[RECORDS SHOWN]
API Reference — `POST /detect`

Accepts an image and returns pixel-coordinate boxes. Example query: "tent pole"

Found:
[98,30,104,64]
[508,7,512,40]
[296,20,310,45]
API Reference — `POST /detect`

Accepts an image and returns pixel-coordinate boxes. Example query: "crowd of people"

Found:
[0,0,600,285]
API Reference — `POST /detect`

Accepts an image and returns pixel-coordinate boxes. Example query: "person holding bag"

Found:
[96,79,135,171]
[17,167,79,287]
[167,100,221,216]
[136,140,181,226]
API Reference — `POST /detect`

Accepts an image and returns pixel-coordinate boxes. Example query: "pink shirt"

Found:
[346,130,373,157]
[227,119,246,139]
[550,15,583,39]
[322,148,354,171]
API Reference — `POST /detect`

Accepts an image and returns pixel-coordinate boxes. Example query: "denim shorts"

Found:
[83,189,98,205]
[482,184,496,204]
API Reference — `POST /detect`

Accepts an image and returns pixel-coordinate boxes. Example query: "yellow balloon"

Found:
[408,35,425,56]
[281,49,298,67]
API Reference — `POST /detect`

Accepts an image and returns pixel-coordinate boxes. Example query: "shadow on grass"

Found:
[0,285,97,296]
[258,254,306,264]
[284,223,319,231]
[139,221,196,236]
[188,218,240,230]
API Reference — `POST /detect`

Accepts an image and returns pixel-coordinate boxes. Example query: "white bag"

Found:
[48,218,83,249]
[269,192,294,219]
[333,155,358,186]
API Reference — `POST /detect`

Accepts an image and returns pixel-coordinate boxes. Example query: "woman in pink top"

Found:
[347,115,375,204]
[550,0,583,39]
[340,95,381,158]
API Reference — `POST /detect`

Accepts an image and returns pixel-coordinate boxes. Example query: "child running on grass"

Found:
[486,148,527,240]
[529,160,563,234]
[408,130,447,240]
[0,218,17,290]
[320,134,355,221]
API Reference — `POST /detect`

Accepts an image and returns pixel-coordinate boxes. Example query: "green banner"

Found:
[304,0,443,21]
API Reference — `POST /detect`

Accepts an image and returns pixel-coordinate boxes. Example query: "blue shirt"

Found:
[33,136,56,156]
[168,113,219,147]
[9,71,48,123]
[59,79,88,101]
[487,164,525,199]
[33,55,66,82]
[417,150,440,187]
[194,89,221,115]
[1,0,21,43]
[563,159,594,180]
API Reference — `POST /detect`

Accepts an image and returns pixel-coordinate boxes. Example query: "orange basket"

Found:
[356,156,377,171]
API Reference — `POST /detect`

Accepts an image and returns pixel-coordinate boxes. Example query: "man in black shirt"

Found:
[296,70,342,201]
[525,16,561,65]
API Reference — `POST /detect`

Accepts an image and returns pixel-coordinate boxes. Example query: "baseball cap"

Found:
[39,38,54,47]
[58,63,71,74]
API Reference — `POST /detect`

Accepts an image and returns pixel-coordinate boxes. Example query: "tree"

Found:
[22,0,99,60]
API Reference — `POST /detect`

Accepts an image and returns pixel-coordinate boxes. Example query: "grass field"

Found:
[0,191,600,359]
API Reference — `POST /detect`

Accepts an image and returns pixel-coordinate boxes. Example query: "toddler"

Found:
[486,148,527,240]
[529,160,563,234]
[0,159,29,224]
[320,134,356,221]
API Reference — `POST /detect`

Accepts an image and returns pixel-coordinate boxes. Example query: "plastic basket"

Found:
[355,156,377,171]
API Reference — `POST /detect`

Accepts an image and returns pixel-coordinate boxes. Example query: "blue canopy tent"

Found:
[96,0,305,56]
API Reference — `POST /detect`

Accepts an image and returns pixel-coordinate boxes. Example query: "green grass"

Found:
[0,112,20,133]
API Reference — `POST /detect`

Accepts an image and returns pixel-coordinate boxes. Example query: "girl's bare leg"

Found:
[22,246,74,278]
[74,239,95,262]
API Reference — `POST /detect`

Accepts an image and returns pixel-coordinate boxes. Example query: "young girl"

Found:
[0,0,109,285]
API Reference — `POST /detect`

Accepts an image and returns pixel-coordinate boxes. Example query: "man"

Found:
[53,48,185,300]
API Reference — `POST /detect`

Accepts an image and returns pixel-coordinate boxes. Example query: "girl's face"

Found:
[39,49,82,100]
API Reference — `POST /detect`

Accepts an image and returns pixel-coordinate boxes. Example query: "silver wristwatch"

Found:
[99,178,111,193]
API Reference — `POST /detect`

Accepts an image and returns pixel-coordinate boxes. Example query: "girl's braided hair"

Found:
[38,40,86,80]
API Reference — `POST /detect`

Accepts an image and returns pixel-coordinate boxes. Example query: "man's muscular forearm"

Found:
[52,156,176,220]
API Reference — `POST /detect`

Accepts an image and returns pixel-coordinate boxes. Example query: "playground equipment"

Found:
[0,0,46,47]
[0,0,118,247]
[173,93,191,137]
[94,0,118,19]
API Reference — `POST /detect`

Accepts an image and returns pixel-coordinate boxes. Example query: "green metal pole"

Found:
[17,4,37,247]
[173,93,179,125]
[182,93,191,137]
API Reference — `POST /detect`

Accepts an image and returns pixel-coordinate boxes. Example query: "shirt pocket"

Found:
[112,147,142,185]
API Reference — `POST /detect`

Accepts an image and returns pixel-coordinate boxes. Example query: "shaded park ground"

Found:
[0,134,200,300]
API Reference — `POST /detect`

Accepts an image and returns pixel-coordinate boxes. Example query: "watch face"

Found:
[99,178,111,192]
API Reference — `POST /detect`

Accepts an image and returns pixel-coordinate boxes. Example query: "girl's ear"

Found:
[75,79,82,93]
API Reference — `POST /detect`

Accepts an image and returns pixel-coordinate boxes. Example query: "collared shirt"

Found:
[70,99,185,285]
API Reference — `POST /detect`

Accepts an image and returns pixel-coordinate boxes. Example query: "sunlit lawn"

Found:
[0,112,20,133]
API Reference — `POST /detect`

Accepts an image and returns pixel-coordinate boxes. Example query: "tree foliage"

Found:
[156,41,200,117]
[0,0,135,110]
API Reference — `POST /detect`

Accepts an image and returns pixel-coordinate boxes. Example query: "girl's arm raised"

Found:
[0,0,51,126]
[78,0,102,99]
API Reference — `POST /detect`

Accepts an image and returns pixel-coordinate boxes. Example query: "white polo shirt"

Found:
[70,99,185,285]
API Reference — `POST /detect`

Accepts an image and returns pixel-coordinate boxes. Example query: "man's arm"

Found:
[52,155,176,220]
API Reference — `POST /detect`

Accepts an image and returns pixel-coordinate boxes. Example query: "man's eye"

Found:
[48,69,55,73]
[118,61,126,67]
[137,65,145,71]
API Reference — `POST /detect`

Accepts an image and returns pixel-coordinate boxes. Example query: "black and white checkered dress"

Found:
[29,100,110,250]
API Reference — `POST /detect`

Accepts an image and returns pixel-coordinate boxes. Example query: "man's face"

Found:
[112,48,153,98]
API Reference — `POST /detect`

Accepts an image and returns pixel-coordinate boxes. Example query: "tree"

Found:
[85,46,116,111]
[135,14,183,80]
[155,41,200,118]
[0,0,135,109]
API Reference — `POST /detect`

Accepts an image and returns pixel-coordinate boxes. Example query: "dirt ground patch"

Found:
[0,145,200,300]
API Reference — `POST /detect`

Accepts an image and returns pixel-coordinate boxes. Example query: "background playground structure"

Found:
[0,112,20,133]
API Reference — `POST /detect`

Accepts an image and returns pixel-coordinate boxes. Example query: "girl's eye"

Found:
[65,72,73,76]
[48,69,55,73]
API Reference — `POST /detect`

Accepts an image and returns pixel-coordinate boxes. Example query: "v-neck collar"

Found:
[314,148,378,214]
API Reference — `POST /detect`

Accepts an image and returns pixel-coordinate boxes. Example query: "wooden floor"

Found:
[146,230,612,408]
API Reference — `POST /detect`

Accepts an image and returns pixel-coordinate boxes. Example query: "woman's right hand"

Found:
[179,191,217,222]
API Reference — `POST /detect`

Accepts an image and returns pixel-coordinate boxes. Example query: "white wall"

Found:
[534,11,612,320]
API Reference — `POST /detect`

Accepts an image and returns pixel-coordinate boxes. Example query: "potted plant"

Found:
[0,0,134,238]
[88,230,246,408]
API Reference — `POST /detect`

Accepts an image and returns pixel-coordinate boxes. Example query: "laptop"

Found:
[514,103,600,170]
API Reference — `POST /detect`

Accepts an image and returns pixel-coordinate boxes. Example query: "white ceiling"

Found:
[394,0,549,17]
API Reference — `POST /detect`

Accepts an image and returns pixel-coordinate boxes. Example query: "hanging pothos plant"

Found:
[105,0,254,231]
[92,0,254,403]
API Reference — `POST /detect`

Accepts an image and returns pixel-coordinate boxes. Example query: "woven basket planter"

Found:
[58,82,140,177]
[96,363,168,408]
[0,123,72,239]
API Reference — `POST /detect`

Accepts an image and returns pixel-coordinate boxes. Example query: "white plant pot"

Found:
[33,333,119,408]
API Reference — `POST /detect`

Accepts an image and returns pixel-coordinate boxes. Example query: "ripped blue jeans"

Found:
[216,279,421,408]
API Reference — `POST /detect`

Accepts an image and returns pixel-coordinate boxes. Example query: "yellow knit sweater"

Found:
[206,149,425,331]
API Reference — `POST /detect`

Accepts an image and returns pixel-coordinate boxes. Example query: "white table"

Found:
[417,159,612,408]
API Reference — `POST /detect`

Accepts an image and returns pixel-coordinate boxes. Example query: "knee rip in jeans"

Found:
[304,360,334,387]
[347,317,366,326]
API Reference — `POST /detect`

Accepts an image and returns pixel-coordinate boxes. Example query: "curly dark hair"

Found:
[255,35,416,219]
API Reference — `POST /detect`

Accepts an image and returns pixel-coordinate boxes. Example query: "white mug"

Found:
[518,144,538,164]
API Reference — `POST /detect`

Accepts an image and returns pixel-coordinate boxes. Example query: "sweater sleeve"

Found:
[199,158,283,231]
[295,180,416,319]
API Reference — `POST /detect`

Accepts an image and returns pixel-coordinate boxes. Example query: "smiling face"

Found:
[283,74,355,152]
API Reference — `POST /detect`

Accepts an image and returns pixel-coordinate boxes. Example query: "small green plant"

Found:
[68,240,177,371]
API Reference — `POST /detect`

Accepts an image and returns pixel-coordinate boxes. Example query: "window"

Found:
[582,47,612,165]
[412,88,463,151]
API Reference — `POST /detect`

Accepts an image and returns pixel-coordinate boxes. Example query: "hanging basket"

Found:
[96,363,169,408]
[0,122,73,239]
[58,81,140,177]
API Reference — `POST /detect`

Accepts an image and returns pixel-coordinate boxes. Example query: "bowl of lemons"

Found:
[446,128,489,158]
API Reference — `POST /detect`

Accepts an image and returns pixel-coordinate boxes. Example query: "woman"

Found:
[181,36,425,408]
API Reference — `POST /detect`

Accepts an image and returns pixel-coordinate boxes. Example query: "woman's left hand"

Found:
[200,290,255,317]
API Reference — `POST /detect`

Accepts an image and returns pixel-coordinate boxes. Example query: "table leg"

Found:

[WHAT TO WORK ON] Which lines in the entries contain the word "tent"? Show each of them in full.

[SOLUTION]
Accepts an image and returns pixel-coordinate boxes. Example query: "tent pole"
Accepts an image and returns pixel-coordinate boxes. Example query: "blue canopy tent"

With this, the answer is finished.